SELECTED EXCERPT ->

** Begin **

Torsors and Their Classification I

Torsors in Grothendieck Toposes

Let \ca C be some Grothendieck topos, that is a category of sheaves on some Grothendieck topology. This text will look at some properties of torsors in \ca C and how they might be classified using cohomology and homotopy theory. For this we will first need to define group objects. Torsors will then be associated to those.

A group object in a category \ca C is an object G\in\ca C such that the associated Yoneda functor \hom(\_,G)\colon \op{\ca C}\to\Set actually takes values in the category \Grp of groups.

A trivial kind of example would be just a group considered as an object in \Set. A more involved example would be a group scheme G over some base S. Such a thing is essentially defined as a group object in the category \sch[S]. If we have any subcanonical topology on \sch[S], then G defines a sheaf on the associated site and we obtain in this way a group object in the corresponding topos on S.

Let’s now assume we have a group object G in a Grothendieck topos \ca C. Then we can define torsors over G as follows:

A trivial G–torsor is an object X with a left G–action which is isomorphic to G itself with the action given by left multiplication.

** End **

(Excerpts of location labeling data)
** Begin **

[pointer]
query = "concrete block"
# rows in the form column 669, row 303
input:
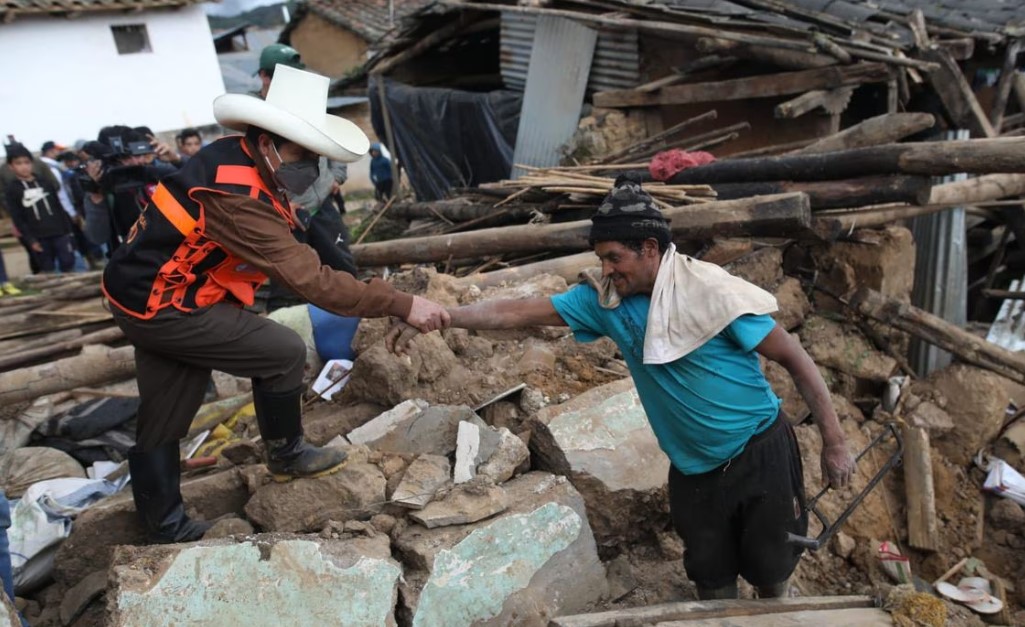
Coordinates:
column 466, row 503
column 467, row 445
column 509, row 453
column 603, row 443
column 416, row 429
column 113, row 521
column 265, row 581
column 356, row 492
column 422, row 478
column 534, row 561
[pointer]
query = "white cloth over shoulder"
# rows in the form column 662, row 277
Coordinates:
column 692, row 301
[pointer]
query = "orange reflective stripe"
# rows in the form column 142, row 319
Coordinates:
column 171, row 209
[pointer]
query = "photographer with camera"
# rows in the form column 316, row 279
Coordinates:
column 118, row 182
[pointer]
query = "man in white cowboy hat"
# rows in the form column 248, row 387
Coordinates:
column 211, row 235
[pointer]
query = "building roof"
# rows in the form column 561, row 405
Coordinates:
column 10, row 9
column 371, row 19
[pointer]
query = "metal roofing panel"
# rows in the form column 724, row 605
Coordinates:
column 557, row 79
column 616, row 61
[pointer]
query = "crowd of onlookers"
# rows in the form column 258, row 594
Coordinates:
column 70, row 207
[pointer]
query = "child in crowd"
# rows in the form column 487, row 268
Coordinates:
column 38, row 214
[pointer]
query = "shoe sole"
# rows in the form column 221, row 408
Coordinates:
column 284, row 478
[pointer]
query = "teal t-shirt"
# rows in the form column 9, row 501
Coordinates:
column 703, row 407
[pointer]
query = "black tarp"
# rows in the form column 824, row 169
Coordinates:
column 448, row 138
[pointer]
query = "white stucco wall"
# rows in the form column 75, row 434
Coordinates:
column 64, row 79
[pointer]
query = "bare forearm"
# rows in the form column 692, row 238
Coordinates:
column 815, row 392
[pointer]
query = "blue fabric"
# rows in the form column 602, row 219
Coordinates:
column 333, row 334
column 703, row 407
column 380, row 168
column 5, row 570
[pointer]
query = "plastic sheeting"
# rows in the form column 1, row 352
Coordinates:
column 446, row 137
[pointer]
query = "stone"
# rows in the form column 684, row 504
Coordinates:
column 844, row 545
column 844, row 348
column 465, row 503
column 509, row 454
column 467, row 446
column 112, row 521
column 355, row 492
column 793, row 303
column 764, row 267
column 427, row 430
column 977, row 402
column 534, row 561
column 78, row 598
column 621, row 578
column 603, row 443
column 930, row 417
column 25, row 466
column 1007, row 514
column 262, row 581
column 422, row 478
column 227, row 528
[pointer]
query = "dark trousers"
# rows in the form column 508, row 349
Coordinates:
column 57, row 251
column 733, row 519
column 175, row 352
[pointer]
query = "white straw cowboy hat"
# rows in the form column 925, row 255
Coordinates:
column 295, row 109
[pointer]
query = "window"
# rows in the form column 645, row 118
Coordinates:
column 131, row 38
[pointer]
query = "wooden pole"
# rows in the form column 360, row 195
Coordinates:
column 873, row 131
column 923, row 526
column 95, row 366
column 940, row 333
column 930, row 158
column 780, row 215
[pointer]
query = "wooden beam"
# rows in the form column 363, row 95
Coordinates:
column 753, row 87
column 873, row 131
column 782, row 215
column 931, row 158
column 923, row 527
column 651, row 615
column 956, row 95
column 939, row 332
column 1003, row 85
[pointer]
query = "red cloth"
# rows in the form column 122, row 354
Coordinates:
column 664, row 165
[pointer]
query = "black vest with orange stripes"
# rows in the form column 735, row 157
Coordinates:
column 167, row 259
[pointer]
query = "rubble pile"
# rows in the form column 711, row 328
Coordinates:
column 508, row 477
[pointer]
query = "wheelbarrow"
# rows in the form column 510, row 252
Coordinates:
column 830, row 529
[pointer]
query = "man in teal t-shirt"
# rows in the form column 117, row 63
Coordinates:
column 735, row 481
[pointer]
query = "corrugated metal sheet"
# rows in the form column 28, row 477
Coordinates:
column 560, row 64
column 940, row 274
column 616, row 64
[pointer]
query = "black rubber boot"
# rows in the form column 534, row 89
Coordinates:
column 156, row 481
column 713, row 593
column 288, row 454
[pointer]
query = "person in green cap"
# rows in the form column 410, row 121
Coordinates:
column 271, row 56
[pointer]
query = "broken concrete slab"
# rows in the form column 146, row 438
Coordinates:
column 845, row 348
column 421, row 481
column 603, row 443
column 465, row 503
column 113, row 521
column 78, row 598
column 416, row 429
column 467, row 445
column 356, row 492
column 508, row 455
column 537, row 559
column 265, row 581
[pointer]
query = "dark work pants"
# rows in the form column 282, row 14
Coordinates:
column 57, row 251
column 175, row 352
column 734, row 518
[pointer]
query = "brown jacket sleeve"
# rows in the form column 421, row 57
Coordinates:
column 254, row 232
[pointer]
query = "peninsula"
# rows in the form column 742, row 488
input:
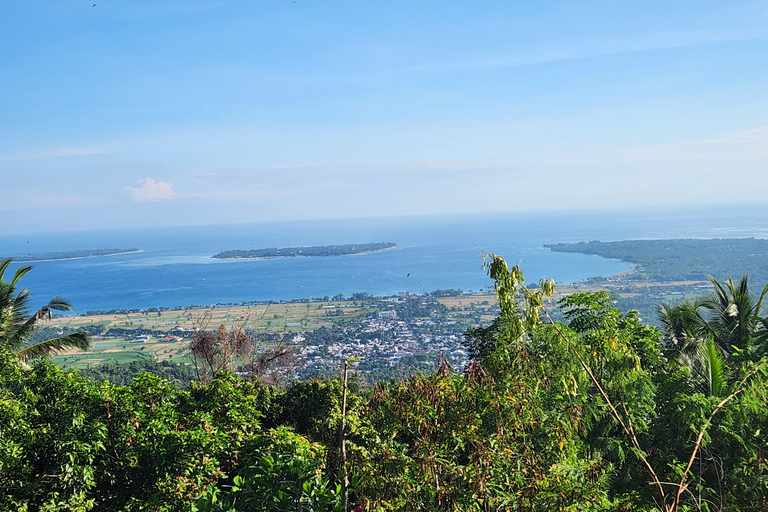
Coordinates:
column 683, row 259
column 295, row 252
column 72, row 255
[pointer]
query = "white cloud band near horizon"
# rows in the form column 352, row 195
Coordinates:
column 151, row 190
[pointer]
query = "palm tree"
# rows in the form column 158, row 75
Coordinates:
column 16, row 324
column 729, row 316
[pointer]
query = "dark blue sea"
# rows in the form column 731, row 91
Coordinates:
column 175, row 268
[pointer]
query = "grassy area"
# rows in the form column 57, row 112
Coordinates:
column 266, row 318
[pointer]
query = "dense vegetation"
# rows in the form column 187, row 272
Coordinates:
column 684, row 259
column 319, row 250
column 68, row 255
column 592, row 413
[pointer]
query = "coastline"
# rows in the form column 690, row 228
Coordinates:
column 78, row 257
column 235, row 258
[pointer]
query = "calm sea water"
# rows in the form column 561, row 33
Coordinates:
column 175, row 268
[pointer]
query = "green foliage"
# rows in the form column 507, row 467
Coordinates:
column 594, row 413
column 17, row 324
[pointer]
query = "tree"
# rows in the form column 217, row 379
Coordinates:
column 16, row 323
column 729, row 316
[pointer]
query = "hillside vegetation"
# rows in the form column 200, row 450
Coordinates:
column 597, row 412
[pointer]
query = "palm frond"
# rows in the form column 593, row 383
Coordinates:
column 20, row 272
column 4, row 265
column 81, row 340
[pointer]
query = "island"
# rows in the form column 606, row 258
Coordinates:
column 313, row 251
column 684, row 258
column 72, row 255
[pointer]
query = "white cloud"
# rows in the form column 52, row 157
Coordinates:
column 151, row 190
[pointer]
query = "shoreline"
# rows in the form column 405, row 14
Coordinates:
column 78, row 257
column 300, row 255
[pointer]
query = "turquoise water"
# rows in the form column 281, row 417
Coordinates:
column 175, row 268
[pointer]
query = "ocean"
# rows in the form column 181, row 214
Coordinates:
column 174, row 267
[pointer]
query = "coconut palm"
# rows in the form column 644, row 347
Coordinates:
column 729, row 316
column 17, row 324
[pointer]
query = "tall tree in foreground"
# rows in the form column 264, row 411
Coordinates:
column 17, row 324
column 729, row 316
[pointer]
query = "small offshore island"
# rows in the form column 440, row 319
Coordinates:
column 72, row 255
column 296, row 252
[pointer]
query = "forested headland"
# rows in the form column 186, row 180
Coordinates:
column 293, row 252
column 596, row 412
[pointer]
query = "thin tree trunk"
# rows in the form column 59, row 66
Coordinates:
column 342, row 441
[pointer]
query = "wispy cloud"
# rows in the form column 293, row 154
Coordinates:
column 55, row 152
column 151, row 190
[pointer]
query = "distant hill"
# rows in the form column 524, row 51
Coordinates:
column 71, row 255
column 684, row 259
column 294, row 252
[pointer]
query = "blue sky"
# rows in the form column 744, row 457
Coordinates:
column 136, row 113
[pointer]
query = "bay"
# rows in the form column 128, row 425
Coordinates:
column 433, row 252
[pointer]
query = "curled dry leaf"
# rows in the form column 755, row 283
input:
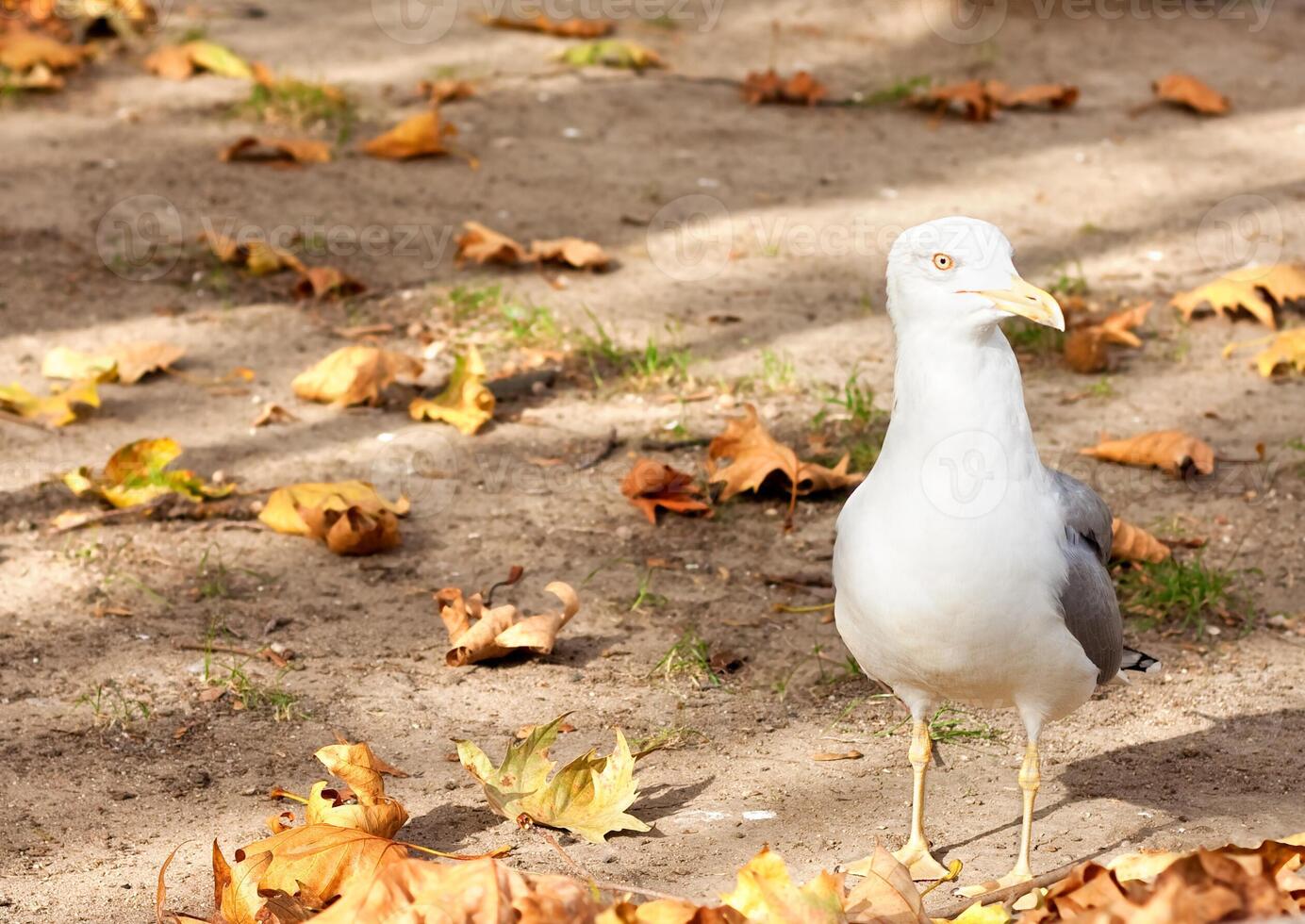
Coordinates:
column 1189, row 91
column 801, row 89
column 1171, row 451
column 465, row 403
column 355, row 374
column 587, row 797
column 764, row 892
column 350, row 517
column 550, row 26
column 267, row 149
column 754, row 455
column 418, row 892
column 478, row 635
column 652, row 485
column 138, row 474
column 1253, row 289
column 53, row 410
column 1133, row 543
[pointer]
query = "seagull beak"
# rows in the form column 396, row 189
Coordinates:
column 1027, row 302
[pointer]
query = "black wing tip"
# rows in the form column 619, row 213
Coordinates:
column 1138, row 661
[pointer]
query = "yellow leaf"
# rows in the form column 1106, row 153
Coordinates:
column 354, row 374
column 465, row 403
column 588, row 797
column 53, row 410
column 764, row 893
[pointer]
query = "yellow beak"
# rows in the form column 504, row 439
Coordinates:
column 1027, row 302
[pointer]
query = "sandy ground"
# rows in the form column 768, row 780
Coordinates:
column 1137, row 206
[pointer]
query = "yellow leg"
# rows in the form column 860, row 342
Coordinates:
column 1030, row 778
column 915, row 855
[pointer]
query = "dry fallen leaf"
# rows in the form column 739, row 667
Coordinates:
column 1189, row 91
column 138, row 474
column 587, row 797
column 1171, row 451
column 1249, row 289
column 754, row 455
column 1133, row 543
column 350, row 517
column 764, row 892
column 465, row 403
column 268, row 149
column 801, row 89
column 652, row 485
column 53, row 410
column 354, row 374
column 478, row 635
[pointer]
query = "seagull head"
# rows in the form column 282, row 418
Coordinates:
column 958, row 274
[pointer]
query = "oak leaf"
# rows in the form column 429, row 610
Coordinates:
column 1171, row 451
column 465, row 403
column 138, row 474
column 652, row 485
column 476, row 634
column 53, row 410
column 1133, row 543
column 354, row 374
column 1189, row 91
column 765, row 893
column 587, row 797
column 350, row 517
column 1253, row 289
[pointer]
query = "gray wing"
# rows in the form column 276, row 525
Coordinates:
column 1087, row 601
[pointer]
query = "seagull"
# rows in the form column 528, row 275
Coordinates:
column 965, row 569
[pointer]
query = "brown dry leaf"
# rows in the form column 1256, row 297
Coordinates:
column 754, row 455
column 354, row 374
column 326, row 282
column 1249, row 289
column 571, row 252
column 1189, row 91
column 267, row 149
column 483, row 245
column 574, row 27
column 418, row 136
column 445, row 91
column 350, row 517
column 1133, row 543
column 481, row 892
column 652, row 485
column 801, row 89
column 465, row 403
column 476, row 634
column 1171, row 451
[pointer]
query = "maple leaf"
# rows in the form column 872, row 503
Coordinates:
column 1133, row 543
column 476, row 634
column 1188, row 91
column 765, row 893
column 465, row 403
column 53, row 410
column 265, row 149
column 650, row 485
column 1253, row 289
column 354, row 374
column 1171, row 451
column 138, row 474
column 587, row 797
column 350, row 517
column 801, row 89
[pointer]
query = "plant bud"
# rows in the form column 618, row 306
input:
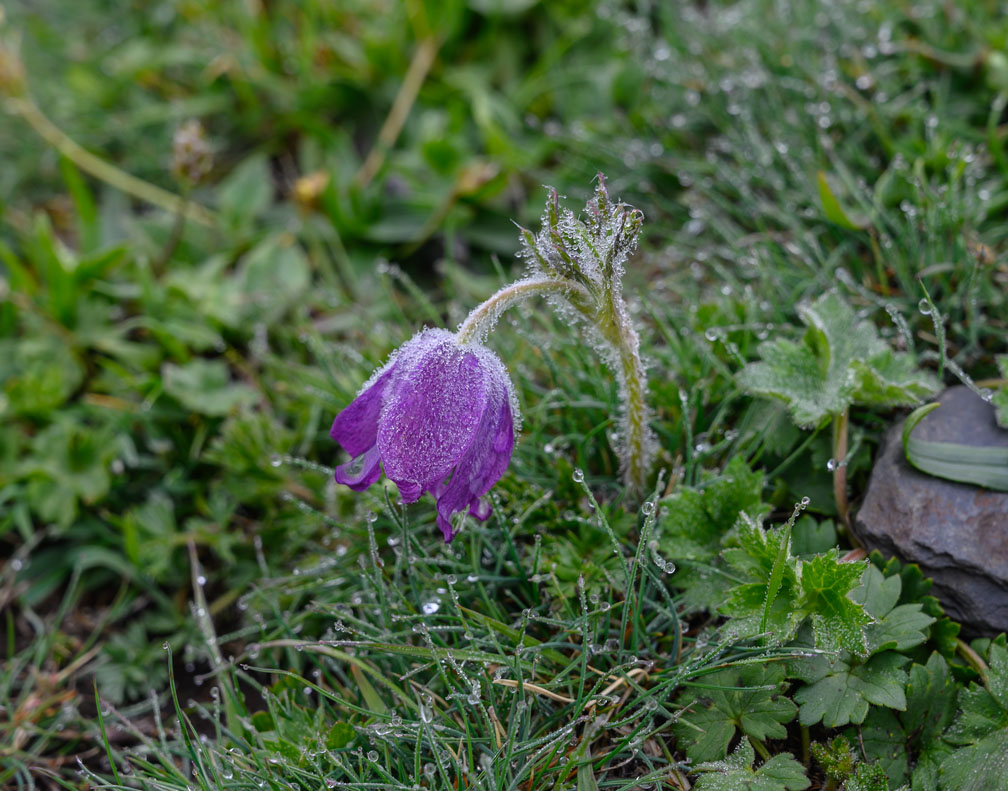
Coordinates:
column 192, row 157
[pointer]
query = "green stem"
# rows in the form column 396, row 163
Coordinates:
column 483, row 317
column 613, row 323
column 840, row 427
column 637, row 441
column 98, row 167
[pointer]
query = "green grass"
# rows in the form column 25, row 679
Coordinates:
column 166, row 389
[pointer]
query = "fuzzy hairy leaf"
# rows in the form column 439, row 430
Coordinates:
column 736, row 773
column 751, row 701
column 840, row 361
column 899, row 627
column 778, row 597
column 840, row 692
column 694, row 523
column 839, row 622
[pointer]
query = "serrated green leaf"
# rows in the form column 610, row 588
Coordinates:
column 735, row 773
column 1000, row 399
column 841, row 361
column 900, row 627
column 751, row 701
column 840, row 693
column 979, row 767
column 810, row 537
column 838, row 621
column 931, row 699
column 341, row 735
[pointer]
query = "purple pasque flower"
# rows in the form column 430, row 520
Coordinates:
column 441, row 416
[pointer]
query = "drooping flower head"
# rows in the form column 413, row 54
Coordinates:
column 439, row 416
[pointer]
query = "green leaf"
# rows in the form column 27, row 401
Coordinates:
column 867, row 777
column 1000, row 399
column 695, row 522
column 838, row 621
column 751, row 700
column 835, row 211
column 810, row 537
column 274, row 276
column 980, row 466
column 341, row 735
column 69, row 464
column 895, row 627
column 37, row 374
column 205, row 387
column 979, row 767
column 883, row 740
column 841, row 692
column 736, row 773
column 841, row 361
column 247, row 191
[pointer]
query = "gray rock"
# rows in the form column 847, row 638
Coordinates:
column 956, row 532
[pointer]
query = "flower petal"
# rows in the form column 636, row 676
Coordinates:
column 361, row 472
column 432, row 410
column 484, row 460
column 356, row 427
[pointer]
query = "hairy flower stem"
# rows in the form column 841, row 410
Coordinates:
column 608, row 315
column 636, row 454
column 840, row 423
column 483, row 317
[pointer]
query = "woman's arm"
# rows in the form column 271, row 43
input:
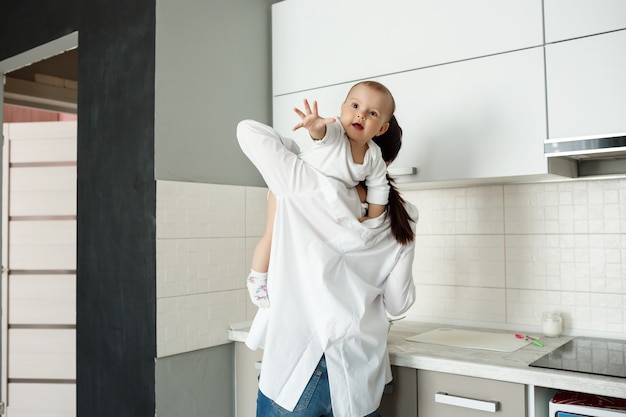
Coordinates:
column 282, row 170
column 399, row 294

** End **

TASK REQUIREMENTS ->
**A)** In the text on torsors, how is a Grothendieck topos described?
**B)** Continue the text on torsors in Grothendieck toposes from where it stops.

ANSWERS PER TASK ->
**A)** As a category of sheaves on some Grothendieck topology.

**B)**
A G–torsor is an object X\in\ca C with a left G–action which is locally isomorphic to a trivial torsor; that is, there is an epimorphism U\to * such that U\times X is a trivial torsor in \ca C/U over U \times G.

I want to show that for any G–torsor X according to this definition the left action of G on X is free and transitive, that is the map  f\colon G\times X \to X\times X given (on generalized elements) by f(g, x) = (gx, x) is an isomorphism. This is going to be some relatively elementary category theory but I think it’s worth writing it up. First a few facts about isomorphisms in toposes, they can be found for example in Sheaves in Geometry and Logic.1

Epimorphisms in a topos are stable under pullback.

In a topos every morphism f\colon X\to Y has a functorial factorization f = m\circ e with m a monomorphism and e and epimorphism.

A morphism f is an isomorphism if and only if f is both monic and epic.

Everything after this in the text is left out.